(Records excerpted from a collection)
= Beginning of Section =
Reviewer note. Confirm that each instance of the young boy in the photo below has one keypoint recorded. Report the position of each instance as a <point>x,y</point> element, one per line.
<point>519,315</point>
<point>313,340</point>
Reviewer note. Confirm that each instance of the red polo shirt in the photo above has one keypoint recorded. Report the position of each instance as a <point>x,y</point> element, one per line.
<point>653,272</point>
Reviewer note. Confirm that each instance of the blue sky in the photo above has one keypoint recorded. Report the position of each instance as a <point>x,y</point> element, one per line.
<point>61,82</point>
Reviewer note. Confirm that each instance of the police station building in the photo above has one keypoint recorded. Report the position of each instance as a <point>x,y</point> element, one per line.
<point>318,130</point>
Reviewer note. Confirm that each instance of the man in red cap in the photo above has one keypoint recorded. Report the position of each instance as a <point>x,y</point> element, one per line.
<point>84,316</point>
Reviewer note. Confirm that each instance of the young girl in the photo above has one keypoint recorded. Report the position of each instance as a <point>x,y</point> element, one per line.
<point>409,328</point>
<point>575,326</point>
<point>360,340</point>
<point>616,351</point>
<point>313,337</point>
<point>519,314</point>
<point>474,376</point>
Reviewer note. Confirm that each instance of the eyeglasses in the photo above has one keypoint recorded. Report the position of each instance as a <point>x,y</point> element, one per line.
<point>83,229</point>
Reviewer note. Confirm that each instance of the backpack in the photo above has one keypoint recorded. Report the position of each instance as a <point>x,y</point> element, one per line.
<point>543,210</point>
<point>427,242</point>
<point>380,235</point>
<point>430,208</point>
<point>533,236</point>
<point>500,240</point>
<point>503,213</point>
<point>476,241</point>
= End of Section =
= Beginning of Section =
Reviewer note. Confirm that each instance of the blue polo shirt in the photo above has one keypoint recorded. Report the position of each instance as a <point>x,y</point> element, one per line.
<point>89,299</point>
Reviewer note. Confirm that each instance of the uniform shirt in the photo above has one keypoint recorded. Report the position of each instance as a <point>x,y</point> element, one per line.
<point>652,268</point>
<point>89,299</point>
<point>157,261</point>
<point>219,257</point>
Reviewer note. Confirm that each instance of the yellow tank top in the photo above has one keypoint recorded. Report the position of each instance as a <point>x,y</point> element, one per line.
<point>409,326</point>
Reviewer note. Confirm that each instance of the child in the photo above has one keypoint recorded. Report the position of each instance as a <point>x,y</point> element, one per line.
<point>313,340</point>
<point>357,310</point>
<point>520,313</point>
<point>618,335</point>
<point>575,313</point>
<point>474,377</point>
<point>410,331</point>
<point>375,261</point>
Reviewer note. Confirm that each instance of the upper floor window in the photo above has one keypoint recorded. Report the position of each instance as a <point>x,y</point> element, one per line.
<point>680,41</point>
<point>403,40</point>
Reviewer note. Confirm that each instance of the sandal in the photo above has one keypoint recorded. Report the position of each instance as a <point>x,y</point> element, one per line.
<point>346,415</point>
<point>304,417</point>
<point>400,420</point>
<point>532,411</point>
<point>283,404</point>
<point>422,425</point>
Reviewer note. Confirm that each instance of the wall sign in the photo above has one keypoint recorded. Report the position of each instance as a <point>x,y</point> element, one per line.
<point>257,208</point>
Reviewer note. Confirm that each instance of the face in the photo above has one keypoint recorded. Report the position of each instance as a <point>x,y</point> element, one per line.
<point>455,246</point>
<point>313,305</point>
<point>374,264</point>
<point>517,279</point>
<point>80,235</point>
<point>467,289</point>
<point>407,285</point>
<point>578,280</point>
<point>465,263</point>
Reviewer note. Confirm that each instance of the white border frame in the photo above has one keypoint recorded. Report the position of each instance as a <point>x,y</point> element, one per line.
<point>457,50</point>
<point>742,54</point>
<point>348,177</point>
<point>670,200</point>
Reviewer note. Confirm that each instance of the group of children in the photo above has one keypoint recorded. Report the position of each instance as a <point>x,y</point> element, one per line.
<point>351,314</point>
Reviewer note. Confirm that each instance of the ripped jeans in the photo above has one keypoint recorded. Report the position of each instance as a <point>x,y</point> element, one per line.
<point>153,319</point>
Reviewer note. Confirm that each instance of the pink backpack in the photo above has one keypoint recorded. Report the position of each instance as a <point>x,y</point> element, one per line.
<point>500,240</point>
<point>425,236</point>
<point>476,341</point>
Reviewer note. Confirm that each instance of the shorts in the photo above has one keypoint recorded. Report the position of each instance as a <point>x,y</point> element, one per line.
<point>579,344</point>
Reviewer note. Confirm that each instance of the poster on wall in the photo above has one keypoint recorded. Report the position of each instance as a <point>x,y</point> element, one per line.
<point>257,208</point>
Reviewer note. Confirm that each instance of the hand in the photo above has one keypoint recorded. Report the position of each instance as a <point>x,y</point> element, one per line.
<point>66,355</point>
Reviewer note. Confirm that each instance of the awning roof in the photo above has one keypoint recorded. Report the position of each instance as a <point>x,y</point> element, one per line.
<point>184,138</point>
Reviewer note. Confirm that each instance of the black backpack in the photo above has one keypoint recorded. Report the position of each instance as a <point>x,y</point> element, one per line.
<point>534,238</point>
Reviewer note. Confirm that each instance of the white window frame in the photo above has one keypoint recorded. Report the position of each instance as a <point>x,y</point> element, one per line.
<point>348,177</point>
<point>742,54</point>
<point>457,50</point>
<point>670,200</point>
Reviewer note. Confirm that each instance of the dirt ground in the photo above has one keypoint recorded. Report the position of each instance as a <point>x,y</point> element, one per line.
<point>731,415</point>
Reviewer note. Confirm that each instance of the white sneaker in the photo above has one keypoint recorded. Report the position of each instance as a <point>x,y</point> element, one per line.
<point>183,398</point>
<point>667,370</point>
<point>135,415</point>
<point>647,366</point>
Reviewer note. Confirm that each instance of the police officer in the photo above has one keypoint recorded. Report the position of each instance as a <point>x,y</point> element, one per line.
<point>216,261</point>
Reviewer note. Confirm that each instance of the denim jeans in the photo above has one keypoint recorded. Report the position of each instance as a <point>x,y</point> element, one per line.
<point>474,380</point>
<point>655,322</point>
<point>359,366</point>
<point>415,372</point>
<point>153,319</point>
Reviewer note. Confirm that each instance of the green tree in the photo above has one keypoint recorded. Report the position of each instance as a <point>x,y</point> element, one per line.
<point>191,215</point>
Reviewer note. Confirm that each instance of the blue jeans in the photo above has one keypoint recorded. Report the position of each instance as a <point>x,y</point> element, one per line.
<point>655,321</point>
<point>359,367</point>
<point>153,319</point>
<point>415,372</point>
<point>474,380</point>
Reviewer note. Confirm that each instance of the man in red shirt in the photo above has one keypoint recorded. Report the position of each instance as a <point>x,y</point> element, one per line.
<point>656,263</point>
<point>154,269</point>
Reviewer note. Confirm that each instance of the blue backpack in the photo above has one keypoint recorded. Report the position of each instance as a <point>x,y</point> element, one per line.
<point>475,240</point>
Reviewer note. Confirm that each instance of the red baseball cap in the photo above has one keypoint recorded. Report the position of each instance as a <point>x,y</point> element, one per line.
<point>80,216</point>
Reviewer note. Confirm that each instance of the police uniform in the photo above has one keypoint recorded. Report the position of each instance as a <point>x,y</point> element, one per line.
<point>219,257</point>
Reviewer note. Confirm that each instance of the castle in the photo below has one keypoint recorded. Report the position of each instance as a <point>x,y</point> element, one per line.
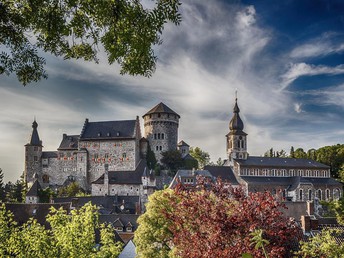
= End of Section =
= Beginning of Section =
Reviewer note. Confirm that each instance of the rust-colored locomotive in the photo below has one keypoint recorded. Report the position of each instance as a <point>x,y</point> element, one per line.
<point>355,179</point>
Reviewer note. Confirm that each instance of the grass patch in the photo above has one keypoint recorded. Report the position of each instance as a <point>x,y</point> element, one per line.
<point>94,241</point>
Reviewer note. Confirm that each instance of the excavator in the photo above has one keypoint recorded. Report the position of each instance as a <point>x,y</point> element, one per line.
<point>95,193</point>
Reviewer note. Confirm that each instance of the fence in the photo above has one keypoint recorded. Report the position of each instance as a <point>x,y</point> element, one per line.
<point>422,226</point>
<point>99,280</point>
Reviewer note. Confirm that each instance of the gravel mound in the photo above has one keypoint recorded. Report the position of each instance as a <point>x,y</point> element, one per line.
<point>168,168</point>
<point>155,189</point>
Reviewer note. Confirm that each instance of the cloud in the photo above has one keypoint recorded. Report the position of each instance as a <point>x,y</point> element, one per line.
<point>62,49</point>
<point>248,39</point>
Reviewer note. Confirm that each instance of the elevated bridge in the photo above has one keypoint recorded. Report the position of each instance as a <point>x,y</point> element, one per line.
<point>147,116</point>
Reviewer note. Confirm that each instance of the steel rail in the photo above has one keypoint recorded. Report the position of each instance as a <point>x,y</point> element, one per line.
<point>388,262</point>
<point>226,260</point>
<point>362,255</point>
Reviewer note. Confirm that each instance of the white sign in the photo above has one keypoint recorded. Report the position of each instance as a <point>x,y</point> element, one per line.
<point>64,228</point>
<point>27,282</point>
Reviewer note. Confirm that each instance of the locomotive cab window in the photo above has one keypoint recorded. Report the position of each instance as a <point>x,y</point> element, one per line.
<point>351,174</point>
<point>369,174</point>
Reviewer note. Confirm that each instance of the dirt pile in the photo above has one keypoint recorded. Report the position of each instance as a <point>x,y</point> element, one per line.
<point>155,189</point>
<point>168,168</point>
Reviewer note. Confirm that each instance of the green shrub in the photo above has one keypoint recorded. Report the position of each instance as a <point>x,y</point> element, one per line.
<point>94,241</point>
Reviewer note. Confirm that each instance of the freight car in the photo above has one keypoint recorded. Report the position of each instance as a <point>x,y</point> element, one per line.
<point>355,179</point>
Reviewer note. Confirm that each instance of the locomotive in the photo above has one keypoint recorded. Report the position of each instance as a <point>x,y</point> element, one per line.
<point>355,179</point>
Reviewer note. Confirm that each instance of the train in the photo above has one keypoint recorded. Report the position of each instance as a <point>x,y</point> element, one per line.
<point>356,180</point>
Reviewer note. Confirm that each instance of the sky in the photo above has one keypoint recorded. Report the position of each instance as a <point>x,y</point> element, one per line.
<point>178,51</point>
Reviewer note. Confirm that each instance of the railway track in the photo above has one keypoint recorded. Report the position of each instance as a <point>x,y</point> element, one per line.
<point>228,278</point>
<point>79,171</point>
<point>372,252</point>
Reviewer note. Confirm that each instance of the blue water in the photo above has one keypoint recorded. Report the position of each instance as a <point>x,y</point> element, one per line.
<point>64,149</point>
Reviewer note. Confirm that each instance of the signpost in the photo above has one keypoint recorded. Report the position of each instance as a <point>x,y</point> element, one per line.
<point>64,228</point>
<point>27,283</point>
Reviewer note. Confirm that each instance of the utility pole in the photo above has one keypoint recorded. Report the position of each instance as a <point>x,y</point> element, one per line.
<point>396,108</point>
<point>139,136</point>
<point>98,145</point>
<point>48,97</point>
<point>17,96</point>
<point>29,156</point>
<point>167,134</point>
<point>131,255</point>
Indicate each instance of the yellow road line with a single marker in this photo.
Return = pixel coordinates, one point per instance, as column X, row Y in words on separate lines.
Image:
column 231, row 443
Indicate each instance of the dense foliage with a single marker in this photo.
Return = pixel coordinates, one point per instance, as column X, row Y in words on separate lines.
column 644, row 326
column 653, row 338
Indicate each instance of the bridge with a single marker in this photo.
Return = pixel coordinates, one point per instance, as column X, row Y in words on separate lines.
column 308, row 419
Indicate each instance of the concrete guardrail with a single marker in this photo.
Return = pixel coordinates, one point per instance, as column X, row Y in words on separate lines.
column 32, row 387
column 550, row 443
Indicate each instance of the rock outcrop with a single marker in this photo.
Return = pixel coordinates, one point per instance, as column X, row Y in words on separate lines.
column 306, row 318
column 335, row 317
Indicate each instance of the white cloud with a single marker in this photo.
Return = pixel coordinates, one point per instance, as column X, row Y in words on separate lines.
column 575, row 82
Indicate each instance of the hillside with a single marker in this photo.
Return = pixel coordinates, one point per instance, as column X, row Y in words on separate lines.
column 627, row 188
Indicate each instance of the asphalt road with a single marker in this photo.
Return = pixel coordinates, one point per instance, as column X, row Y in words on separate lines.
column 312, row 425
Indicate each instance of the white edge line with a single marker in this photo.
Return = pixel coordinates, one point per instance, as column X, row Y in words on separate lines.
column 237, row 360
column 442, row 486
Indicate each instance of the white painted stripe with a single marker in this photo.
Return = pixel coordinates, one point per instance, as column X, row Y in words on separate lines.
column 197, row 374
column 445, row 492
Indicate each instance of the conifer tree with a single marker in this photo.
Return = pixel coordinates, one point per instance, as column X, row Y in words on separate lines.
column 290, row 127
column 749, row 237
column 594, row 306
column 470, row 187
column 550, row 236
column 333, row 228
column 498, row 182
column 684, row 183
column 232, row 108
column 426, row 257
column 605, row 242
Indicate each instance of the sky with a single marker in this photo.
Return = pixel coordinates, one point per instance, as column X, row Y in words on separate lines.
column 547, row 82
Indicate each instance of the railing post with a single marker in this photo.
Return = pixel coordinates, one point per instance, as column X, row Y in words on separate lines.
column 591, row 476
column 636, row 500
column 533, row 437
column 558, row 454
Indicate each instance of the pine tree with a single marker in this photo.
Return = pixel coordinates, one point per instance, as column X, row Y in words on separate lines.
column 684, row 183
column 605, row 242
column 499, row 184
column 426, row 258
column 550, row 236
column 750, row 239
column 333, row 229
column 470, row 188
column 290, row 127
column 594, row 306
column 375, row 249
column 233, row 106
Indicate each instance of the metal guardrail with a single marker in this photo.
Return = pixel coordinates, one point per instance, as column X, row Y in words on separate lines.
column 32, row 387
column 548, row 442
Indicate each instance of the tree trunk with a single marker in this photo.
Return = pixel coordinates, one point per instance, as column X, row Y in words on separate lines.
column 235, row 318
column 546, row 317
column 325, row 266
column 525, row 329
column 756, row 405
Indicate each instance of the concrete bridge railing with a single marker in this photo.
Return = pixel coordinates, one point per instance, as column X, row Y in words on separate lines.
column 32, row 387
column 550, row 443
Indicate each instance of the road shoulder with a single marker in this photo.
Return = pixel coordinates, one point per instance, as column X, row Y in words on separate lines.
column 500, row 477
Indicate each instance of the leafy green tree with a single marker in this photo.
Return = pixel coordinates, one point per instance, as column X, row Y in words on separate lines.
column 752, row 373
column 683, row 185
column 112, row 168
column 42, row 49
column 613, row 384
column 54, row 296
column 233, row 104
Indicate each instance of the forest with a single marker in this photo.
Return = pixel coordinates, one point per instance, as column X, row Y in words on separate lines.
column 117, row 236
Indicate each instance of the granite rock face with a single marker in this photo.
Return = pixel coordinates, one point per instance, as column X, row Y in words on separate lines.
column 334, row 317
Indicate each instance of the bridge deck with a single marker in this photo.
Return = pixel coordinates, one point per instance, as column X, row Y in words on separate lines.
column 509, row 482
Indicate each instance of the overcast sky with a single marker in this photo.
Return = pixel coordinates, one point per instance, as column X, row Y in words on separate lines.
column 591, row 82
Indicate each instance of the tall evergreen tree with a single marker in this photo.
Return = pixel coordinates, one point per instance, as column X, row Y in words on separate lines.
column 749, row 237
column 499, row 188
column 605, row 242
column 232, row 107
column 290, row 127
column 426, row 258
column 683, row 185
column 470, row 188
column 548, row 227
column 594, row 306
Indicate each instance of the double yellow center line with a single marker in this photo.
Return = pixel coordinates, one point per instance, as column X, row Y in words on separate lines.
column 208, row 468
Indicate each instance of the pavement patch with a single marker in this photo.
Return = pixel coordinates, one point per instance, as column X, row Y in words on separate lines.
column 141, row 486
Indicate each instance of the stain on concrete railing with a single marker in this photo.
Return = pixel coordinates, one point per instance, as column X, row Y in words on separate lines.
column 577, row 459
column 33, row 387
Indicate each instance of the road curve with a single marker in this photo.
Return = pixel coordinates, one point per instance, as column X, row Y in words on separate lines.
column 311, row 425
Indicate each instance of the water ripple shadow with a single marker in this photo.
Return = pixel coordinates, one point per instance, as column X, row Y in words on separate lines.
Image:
= End of Section =
*TO DO*. Please give the count of lines above with "railing", nothing else.

*RESPONSE FOR THIS EXERCISE*. 3